Stored entries:
BEGIN

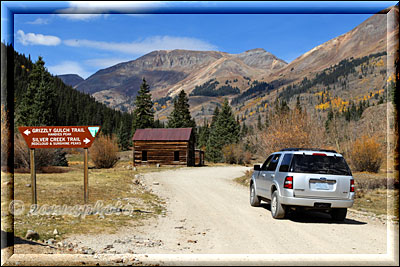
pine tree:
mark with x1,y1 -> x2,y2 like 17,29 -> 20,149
296,96 -> 301,111
168,90 -> 196,129
257,114 -> 263,131
132,78 -> 154,133
17,57 -> 57,126
117,113 -> 132,151
206,99 -> 240,162
198,119 -> 210,149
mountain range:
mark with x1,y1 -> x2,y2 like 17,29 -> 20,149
59,8 -> 398,124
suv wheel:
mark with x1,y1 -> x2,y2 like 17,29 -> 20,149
250,184 -> 260,207
330,208 -> 347,221
271,191 -> 286,219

END

Task instructions: Duplicate these lines word for word, omitting the pictures.

Exercise solution:
pine tree:
mark with x1,y1 -> x2,y2 like 17,29 -> 20,149
296,96 -> 301,111
168,90 -> 196,129
257,114 -> 263,131
132,78 -> 154,133
17,57 -> 57,126
117,113 -> 132,151
206,99 -> 240,162
198,119 -> 210,149
mountain range:
mark with x1,y1 -> x2,y2 like 17,29 -> 20,149
59,8 -> 398,124
suv wheel:
mark with x1,y1 -> x2,y2 like 17,29 -> 20,149
250,184 -> 260,207
330,208 -> 347,221
271,191 -> 286,219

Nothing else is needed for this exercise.